> _PETITE QUESTION_: Dans la transcription du podcast ci-dessous, quel couple Mélanie Fazi met-elle en scène dans l'un de ses textes ?

======== TEXTE FOURNI

S02E04 : Ecrire l’idéologie, partie 2
(Transcription : Symphonie ; Relecture et corrections : Plokie)
Vous écoutez Procrastination, Saison 2 Épisode 4 : Écrire l’idéologie, Partie 2/2
Podcast sur l’écriture en 15 minutes.
Parce que vous avez autre chose à faire.
Et qu’on n’a pas la science infuse.
Avec les voix de : Mélanie Fazi, Laurent Genefort, et Lionel Davoust.
Mélanie Fazi : Alors, moi je voulais revenir un petit peu en arrière sur ce que tu disais sur la question des représentations et justement de conscience des privilèges, etc. C’est une question sur laquelle j’ai énormément réfléchi ces derniers temps, qui est à la fois passionnante et un peu intimidante quand on commence à réfléchir à ce qu’on écrit et à s’interroger sur la portée. Des fois c’est un peu paralysant en même temps parce qu’on se retrouve avec la peur de mal faire.
Il y a plusieurs choses qui m’ont intéressée de ce point de vue, j’ai vu passer pas mal de réflexions sur ça, je n’ai plus les exemples en tête, mais je pensais notamment à un article qui s’amusait à caricaturer la représentation de personnages Africains ou Asiatiques avec tous les clichés exotiques utilisés en fiction. Il y a des articles très drôles qui s’amusaient à décrire des personnages totalement blancs, hétéros, le personnage le plus « normatif » possible, avec le même genre de clichés et c’était à hurler de rire. Et justement, ça permet de prendre conscience qu’en plus, il y a un certain nombre de représentations, et un certain nombre d’habitudes qu’on a en fiction, qui à un moment donné étaient acceptées, et dont on se rend compte que c’était quand même un peu limite. Et prendre conscience de ça dans sa propre écriture, c’est intéressant.
Moi j’avais réfléchi à un moment donné – pour un texte en particulier – sur la façon dont la vision de l’homosexualité et sa représentation a évolué. À une époque, on était quand même beaucoup dans quelque chose qui était de l’ordre de la caricature, et les personnages étaient vraiment vécus comme extrêmement différents. Il y a un cheminement énorme qui a été fait dans les esprits à ce niveau-là. Il y a un texte où je me suis forcée à y réfléchir consciemment, en mettant en scène un couple d’hommes. Je mentionne un évènement homophobe qui a lieu à un moment donné, mais par ailleurs je parle d’un couple, il se trouve que ce sont deux hommes, et voilà, on n’insiste pas.
Je trouve que réfléchir justement à ça, c’est un peu contribuer à cette évolution des esprits. Et c’est ce qui fait qu’à un moment donné des choses qui étaient considérées hors normes sont en train d’entrer dans les esprits, et ça peut passer par ça. Ça ne passe pas nécessairement forcément par de grands discours, ça peut passer par des petits détails.

================
======== DONNÉES EXTRAITES

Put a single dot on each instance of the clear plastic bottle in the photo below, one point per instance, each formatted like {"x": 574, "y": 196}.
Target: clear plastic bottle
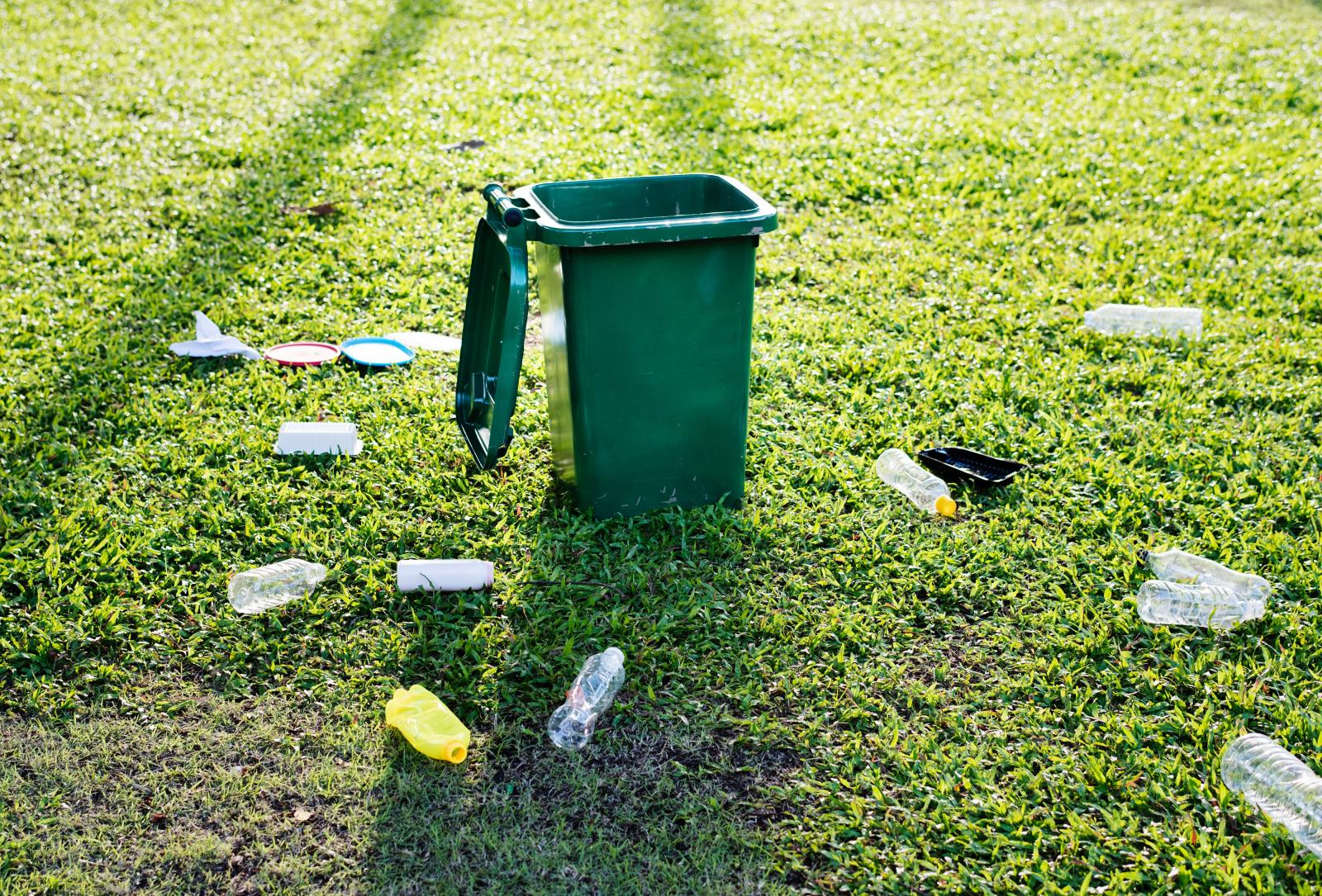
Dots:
{"x": 274, "y": 585}
{"x": 598, "y": 682}
{"x": 1279, "y": 784}
{"x": 1182, "y": 566}
{"x": 927, "y": 492}
{"x": 1216, "y": 607}
{"x": 1145, "y": 320}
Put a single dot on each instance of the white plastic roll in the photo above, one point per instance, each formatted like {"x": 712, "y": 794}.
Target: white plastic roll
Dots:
{"x": 317, "y": 439}
{"x": 445, "y": 575}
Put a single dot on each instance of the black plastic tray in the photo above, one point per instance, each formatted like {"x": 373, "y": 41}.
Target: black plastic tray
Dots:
{"x": 964, "y": 466}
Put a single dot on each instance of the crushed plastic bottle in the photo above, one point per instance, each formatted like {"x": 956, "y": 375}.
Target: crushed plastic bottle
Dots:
{"x": 1279, "y": 784}
{"x": 1145, "y": 320}
{"x": 1218, "y": 607}
{"x": 274, "y": 585}
{"x": 927, "y": 492}
{"x": 427, "y": 724}
{"x": 573, "y": 723}
{"x": 1182, "y": 566}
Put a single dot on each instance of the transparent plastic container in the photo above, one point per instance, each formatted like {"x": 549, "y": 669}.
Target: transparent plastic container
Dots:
{"x": 1275, "y": 781}
{"x": 1145, "y": 320}
{"x": 1218, "y": 607}
{"x": 429, "y": 724}
{"x": 1182, "y": 566}
{"x": 594, "y": 690}
{"x": 274, "y": 585}
{"x": 927, "y": 492}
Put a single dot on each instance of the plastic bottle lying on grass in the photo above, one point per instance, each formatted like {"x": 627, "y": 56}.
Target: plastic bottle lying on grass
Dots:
{"x": 594, "y": 690}
{"x": 427, "y": 724}
{"x": 1145, "y": 320}
{"x": 1172, "y": 603}
{"x": 274, "y": 585}
{"x": 1182, "y": 566}
{"x": 1279, "y": 784}
{"x": 925, "y": 491}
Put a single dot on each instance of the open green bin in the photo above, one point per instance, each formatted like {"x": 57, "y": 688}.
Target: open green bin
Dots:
{"x": 647, "y": 323}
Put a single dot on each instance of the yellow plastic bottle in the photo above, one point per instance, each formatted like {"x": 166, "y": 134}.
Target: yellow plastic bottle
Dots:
{"x": 427, "y": 724}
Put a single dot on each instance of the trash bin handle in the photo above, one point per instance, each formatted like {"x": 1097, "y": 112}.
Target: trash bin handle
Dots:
{"x": 509, "y": 213}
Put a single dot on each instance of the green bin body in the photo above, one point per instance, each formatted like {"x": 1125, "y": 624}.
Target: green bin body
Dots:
{"x": 647, "y": 288}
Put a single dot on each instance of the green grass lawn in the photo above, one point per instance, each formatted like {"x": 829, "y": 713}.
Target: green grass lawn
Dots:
{"x": 826, "y": 689}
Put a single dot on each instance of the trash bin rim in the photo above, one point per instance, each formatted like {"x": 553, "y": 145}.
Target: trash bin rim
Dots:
{"x": 546, "y": 228}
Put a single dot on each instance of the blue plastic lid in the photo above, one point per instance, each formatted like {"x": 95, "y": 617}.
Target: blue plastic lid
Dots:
{"x": 377, "y": 352}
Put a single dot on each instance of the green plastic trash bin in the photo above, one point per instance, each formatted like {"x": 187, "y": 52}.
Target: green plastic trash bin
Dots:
{"x": 647, "y": 323}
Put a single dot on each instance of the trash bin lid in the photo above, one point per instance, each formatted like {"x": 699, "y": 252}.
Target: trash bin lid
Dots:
{"x": 495, "y": 319}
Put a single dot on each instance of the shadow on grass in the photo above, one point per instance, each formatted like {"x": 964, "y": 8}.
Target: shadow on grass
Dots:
{"x": 630, "y": 814}
{"x": 697, "y": 114}
{"x": 645, "y": 808}
{"x": 217, "y": 250}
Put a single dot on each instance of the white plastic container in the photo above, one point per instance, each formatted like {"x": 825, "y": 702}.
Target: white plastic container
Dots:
{"x": 317, "y": 439}
{"x": 445, "y": 575}
{"x": 1145, "y": 320}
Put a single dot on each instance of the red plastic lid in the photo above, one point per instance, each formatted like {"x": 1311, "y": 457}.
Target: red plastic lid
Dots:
{"x": 302, "y": 354}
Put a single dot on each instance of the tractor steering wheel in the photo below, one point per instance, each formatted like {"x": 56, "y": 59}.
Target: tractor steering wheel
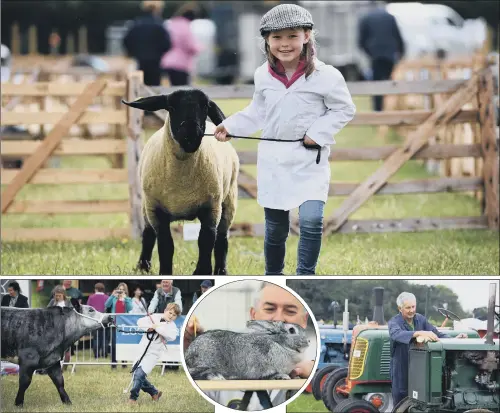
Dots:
{"x": 448, "y": 314}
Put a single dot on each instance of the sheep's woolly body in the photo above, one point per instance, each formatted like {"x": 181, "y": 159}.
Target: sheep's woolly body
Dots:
{"x": 181, "y": 183}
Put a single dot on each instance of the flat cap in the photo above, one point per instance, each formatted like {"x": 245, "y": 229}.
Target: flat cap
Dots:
{"x": 285, "y": 16}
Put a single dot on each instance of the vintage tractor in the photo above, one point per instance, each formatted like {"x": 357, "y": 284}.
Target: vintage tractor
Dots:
{"x": 365, "y": 386}
{"x": 455, "y": 375}
{"x": 334, "y": 354}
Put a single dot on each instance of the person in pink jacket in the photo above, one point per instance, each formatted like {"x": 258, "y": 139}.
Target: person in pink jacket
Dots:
{"x": 178, "y": 62}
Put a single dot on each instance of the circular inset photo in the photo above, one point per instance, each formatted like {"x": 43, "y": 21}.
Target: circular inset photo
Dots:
{"x": 250, "y": 345}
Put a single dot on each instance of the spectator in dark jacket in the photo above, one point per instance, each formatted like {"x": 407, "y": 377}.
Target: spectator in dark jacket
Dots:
{"x": 14, "y": 298}
{"x": 147, "y": 41}
{"x": 380, "y": 39}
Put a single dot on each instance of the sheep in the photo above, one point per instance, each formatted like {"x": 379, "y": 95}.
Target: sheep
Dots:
{"x": 185, "y": 175}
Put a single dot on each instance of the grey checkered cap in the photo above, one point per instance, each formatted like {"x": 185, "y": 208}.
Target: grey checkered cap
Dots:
{"x": 285, "y": 16}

================

> _RÉPONSE_: Un couple d'hommes.